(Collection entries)
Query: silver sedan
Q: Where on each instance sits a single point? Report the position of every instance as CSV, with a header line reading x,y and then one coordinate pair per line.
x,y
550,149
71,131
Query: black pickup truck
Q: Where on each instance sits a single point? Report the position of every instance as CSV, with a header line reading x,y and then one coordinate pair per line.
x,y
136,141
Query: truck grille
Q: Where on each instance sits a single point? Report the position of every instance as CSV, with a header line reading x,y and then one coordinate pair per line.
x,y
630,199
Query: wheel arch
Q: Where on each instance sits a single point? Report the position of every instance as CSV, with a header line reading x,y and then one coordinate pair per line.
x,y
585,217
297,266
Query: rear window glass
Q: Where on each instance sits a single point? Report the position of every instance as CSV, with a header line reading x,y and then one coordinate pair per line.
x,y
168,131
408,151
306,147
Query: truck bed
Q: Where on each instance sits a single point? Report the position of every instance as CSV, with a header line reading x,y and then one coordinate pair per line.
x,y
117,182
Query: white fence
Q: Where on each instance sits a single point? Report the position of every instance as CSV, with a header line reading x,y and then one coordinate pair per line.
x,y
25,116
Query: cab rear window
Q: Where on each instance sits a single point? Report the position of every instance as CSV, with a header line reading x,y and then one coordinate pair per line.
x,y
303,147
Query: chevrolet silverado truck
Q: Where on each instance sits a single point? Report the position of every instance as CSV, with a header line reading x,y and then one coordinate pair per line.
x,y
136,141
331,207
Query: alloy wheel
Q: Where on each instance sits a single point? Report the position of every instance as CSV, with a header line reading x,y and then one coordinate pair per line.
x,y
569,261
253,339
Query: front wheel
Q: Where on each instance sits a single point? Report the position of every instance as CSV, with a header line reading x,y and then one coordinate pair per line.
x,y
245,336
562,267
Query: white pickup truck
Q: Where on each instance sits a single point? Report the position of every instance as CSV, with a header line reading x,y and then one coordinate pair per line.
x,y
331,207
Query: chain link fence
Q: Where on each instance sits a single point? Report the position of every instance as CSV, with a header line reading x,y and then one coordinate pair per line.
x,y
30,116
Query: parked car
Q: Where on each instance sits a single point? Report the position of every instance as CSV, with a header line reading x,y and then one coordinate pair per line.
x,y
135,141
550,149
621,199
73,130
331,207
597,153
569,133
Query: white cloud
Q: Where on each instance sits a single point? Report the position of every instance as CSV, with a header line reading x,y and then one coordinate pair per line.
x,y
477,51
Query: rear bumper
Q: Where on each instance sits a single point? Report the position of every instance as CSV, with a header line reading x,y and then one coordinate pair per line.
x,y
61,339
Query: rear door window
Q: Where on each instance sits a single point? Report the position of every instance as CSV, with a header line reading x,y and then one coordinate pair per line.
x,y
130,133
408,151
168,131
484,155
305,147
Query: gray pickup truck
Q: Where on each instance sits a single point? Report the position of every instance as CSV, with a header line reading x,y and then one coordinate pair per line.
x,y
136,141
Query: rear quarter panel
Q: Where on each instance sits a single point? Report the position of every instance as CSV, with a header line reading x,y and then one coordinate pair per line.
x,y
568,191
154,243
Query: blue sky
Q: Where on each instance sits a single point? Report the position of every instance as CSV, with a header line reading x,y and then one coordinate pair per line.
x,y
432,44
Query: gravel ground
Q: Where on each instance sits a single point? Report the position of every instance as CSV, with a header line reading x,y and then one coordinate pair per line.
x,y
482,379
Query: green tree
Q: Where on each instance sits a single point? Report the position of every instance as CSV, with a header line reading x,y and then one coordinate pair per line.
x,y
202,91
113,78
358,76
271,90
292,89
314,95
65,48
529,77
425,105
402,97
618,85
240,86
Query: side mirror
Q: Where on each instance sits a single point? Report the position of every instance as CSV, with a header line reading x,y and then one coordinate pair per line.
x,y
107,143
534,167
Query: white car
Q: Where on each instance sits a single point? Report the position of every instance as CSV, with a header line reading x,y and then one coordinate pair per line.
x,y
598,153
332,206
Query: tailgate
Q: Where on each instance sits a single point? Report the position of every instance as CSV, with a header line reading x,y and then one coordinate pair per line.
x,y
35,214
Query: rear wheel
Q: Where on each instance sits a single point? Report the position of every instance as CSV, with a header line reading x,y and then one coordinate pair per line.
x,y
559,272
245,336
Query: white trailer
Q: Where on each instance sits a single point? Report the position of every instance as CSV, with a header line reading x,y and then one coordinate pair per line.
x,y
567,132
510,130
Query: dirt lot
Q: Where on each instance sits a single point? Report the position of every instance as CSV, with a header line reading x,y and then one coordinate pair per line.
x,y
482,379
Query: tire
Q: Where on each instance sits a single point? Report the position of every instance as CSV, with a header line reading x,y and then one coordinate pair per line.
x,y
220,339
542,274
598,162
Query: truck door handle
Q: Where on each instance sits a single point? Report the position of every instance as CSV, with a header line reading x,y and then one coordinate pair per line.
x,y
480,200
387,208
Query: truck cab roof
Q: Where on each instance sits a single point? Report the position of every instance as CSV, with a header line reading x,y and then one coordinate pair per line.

## Task
Look for the string "wheel" in the entries above. Copy every line that has it.

## Exercise answer
Query: wheel arch
Query: alloy wheel
Query: front wheel
Query: rear wheel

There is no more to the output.